**Brief:** Turn everything in the records from the line containing "For the benchmark, indicate the blue sock" down to the line containing "point(214, 340)", both included, into a numbered list with one line per item, skipping any blank lines. Leave out all other lines.

[Extracted data entries]
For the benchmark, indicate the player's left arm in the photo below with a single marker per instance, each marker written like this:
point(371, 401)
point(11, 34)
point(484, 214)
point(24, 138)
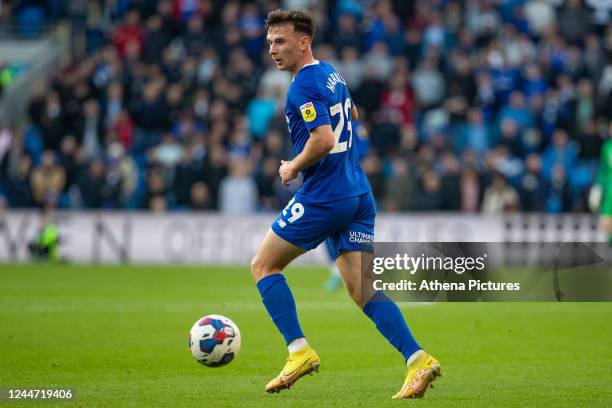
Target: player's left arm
point(354, 113)
point(319, 144)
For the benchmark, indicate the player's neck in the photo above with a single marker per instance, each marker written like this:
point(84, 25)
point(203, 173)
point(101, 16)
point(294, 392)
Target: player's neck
point(307, 60)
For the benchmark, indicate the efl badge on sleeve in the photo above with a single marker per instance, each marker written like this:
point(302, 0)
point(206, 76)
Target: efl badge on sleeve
point(308, 112)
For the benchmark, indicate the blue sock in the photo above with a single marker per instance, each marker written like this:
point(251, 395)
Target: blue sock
point(277, 298)
point(391, 324)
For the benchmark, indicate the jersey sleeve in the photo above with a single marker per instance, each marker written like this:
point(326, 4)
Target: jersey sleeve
point(311, 105)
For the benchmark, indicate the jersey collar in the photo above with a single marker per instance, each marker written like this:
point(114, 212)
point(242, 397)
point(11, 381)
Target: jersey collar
point(315, 62)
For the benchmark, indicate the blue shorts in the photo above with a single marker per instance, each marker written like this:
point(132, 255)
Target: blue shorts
point(347, 224)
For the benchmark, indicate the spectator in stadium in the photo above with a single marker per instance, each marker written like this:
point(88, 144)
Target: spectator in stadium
point(510, 77)
point(238, 190)
point(47, 180)
point(92, 185)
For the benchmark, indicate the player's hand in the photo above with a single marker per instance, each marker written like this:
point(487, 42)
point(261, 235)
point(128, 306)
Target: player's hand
point(287, 172)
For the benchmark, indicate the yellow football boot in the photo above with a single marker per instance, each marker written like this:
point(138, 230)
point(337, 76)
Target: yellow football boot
point(302, 362)
point(421, 373)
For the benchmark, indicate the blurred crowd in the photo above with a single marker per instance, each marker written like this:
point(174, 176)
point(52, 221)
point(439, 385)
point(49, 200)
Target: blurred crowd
point(477, 105)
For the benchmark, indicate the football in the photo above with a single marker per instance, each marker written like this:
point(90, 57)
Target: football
point(214, 340)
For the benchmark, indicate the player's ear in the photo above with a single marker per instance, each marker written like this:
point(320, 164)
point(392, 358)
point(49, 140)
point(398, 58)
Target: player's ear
point(304, 42)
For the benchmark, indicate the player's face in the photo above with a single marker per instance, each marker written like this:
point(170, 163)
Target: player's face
point(284, 45)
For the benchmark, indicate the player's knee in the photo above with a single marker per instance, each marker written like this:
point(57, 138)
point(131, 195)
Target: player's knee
point(260, 268)
point(355, 293)
point(256, 268)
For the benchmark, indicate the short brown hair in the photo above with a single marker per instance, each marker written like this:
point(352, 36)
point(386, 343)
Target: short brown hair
point(302, 20)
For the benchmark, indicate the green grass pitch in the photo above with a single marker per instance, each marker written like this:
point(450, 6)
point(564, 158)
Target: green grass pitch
point(118, 336)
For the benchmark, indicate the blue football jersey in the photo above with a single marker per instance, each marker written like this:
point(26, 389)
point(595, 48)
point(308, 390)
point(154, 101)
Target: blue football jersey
point(318, 96)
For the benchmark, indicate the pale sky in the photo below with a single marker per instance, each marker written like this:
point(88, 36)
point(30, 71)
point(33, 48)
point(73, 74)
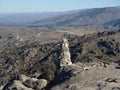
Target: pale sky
point(52, 5)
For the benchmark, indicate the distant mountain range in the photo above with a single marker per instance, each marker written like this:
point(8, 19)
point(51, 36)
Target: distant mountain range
point(96, 18)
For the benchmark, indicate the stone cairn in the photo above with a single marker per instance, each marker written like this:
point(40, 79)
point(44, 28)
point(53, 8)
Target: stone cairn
point(65, 56)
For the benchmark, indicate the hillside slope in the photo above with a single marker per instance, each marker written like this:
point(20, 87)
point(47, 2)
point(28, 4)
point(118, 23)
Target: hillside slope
point(43, 60)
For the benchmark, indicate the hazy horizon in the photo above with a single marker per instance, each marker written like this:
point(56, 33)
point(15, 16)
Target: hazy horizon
point(23, 6)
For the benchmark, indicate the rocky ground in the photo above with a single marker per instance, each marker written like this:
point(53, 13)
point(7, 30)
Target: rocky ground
point(95, 58)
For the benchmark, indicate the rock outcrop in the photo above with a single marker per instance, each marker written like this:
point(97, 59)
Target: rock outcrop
point(65, 53)
point(26, 83)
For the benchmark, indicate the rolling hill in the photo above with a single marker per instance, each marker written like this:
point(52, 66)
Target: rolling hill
point(95, 18)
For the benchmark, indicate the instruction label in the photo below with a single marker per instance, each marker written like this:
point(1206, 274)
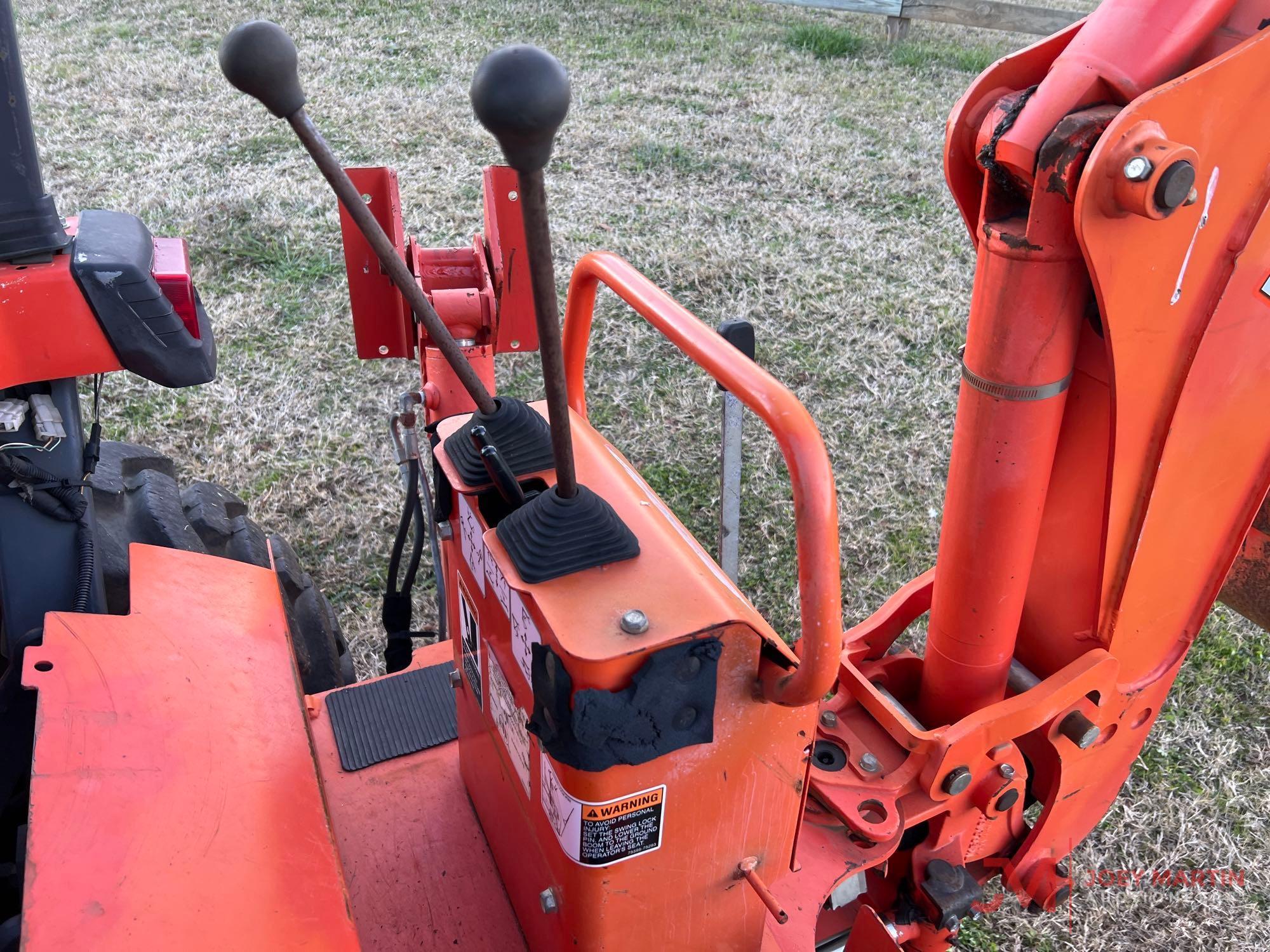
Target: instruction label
point(497, 581)
point(525, 635)
point(471, 541)
point(604, 833)
point(511, 722)
point(469, 630)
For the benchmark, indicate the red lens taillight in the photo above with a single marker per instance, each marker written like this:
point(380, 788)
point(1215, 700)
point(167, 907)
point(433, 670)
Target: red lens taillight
point(172, 272)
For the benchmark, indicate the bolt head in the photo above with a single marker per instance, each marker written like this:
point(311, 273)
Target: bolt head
point(1080, 731)
point(957, 781)
point(1139, 169)
point(634, 623)
point(548, 901)
point(685, 718)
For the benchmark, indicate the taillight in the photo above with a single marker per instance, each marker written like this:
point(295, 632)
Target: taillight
point(172, 274)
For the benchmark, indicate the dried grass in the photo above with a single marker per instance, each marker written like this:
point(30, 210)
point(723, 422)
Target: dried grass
point(740, 172)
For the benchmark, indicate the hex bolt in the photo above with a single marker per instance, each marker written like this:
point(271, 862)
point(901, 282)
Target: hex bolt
point(1079, 729)
point(634, 623)
point(957, 781)
point(548, 901)
point(1139, 169)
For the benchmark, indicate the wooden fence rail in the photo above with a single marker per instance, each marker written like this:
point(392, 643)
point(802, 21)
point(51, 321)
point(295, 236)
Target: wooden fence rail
point(989, 15)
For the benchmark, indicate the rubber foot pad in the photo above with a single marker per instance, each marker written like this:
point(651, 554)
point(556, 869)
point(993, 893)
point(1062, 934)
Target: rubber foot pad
point(394, 717)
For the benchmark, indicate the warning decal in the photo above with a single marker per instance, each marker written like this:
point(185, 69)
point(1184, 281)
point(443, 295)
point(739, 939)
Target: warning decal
point(511, 722)
point(604, 833)
point(525, 635)
point(497, 579)
point(472, 543)
point(469, 631)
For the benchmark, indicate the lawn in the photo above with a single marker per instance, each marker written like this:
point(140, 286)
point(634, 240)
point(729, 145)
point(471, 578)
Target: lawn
point(760, 162)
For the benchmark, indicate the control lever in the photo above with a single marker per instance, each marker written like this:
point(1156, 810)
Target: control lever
point(521, 95)
point(500, 473)
point(260, 59)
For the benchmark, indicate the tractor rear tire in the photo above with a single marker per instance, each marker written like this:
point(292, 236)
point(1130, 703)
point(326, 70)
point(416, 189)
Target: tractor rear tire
point(138, 499)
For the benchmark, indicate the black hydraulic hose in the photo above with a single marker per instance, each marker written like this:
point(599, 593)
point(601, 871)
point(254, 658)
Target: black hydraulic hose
point(59, 499)
point(412, 498)
point(431, 516)
point(421, 532)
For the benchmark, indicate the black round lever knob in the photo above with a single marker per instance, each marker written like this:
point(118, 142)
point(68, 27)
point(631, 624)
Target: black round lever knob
point(521, 95)
point(260, 59)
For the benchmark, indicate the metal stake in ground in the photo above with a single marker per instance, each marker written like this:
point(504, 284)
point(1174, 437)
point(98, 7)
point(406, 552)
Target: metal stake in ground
point(260, 59)
point(521, 95)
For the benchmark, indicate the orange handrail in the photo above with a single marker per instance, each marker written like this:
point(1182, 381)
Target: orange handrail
point(816, 502)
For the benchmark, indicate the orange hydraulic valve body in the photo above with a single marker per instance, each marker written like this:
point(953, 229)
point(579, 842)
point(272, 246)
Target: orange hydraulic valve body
point(652, 766)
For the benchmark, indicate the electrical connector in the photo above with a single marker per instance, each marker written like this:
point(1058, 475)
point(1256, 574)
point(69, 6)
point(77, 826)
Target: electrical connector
point(49, 420)
point(13, 414)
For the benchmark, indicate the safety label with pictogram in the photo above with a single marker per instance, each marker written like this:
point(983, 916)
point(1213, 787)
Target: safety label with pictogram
point(608, 832)
point(510, 720)
point(469, 634)
point(471, 543)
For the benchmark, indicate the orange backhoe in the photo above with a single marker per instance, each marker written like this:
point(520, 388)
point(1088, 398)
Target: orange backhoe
point(606, 747)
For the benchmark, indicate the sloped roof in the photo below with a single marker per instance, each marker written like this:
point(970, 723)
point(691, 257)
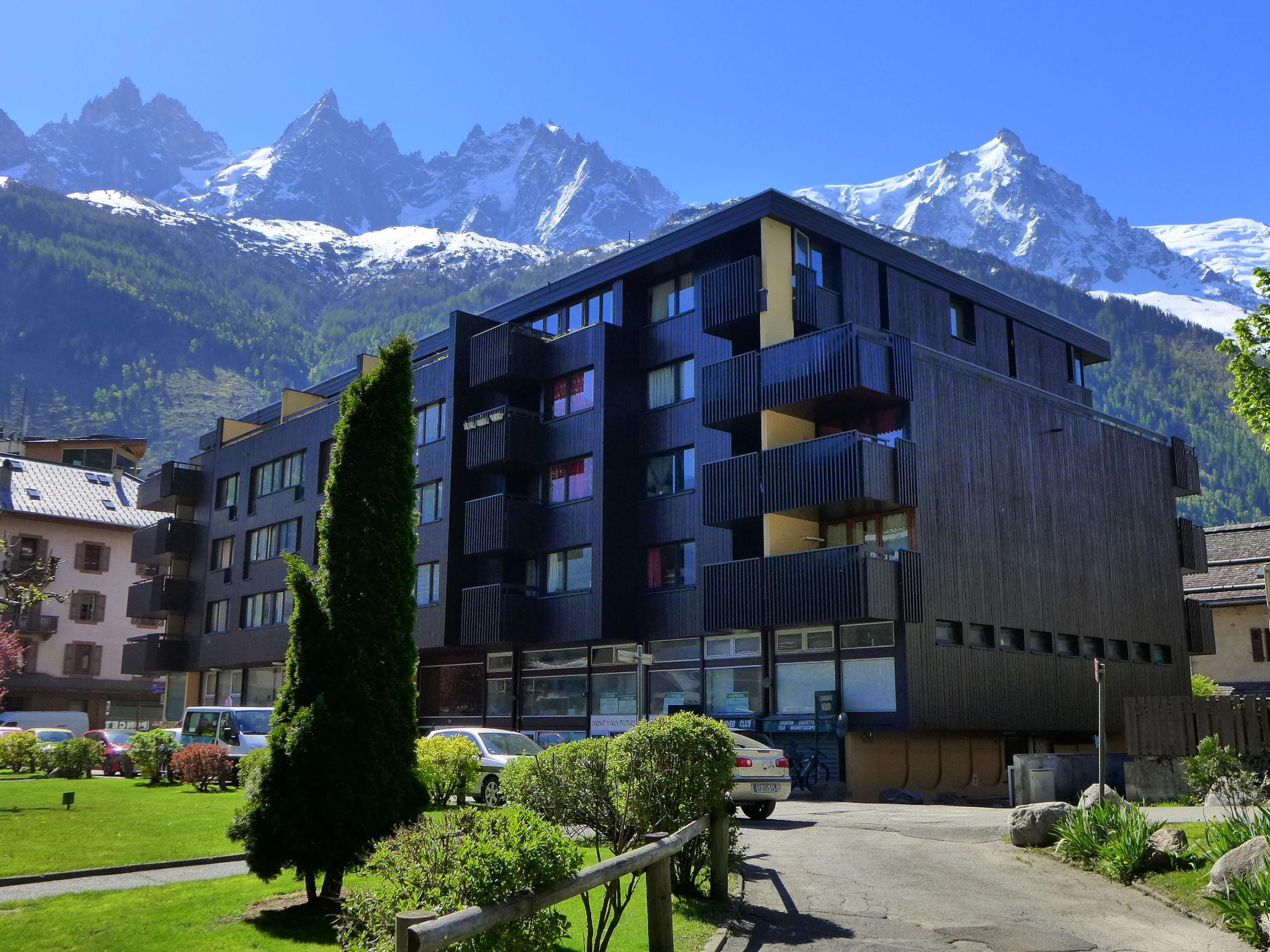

**Answer to this exercise:**
1. For the benchmark, indicate the blue sock in the photo above with a single marker per instance, each marker written like this:
2. point(251, 395)
3. Target: blue sock
4. point(277, 298)
5. point(391, 324)
6. For the benchmark, indicate the jersey sleeve in the photo above with a single marker per instance, each marker written like this:
7. point(326, 4)
8. Target: jersey sleeve
9. point(311, 105)
10. For the benchmark, indicate the jersey collar in the photo above with a single marker per instance, each marker written like this:
11. point(114, 212)
12. point(242, 397)
13. point(11, 381)
14. Target: jersey collar
15. point(315, 62)
16. For the benchmark, indicate the blue shorts in the photo above with a single marker per instance, each marker written like this:
17. point(132, 255)
18. Target: blue shorts
19. point(347, 224)
20. For the benchmark, indicate the spectator in stadium in the photo above with a single marker per instance, each marker written like this:
21. point(88, 144)
22. Target: spectator in stadium
23. point(510, 77)
24. point(238, 190)
25. point(47, 180)
26. point(92, 185)
27. For the benchmark, indicate the player's hand in the photo above with a single marker per instance, each marker written like this:
28. point(487, 42)
29. point(261, 235)
30. point(128, 306)
31. Target: player's hand
32. point(287, 172)
33. For the benchmark, indicate the yellow football boot in the photo above with a single marker per instance, each marker written like this:
34. point(138, 230)
35. point(337, 76)
36. Target: yellow football boot
37. point(302, 362)
38. point(421, 373)
39. For the benchmark, indicate the blurred crowd in the photo above with a single marker per instance, each marker written like this:
40. point(174, 176)
41. point(52, 221)
42. point(439, 385)
43. point(49, 200)
44. Target: blurred crowd
45. point(477, 105)
46. For the benchmark, indicate the football in the photo above with a single marker per instance, each marker written like this:
47. point(90, 57)
48. Target: football
49. point(214, 340)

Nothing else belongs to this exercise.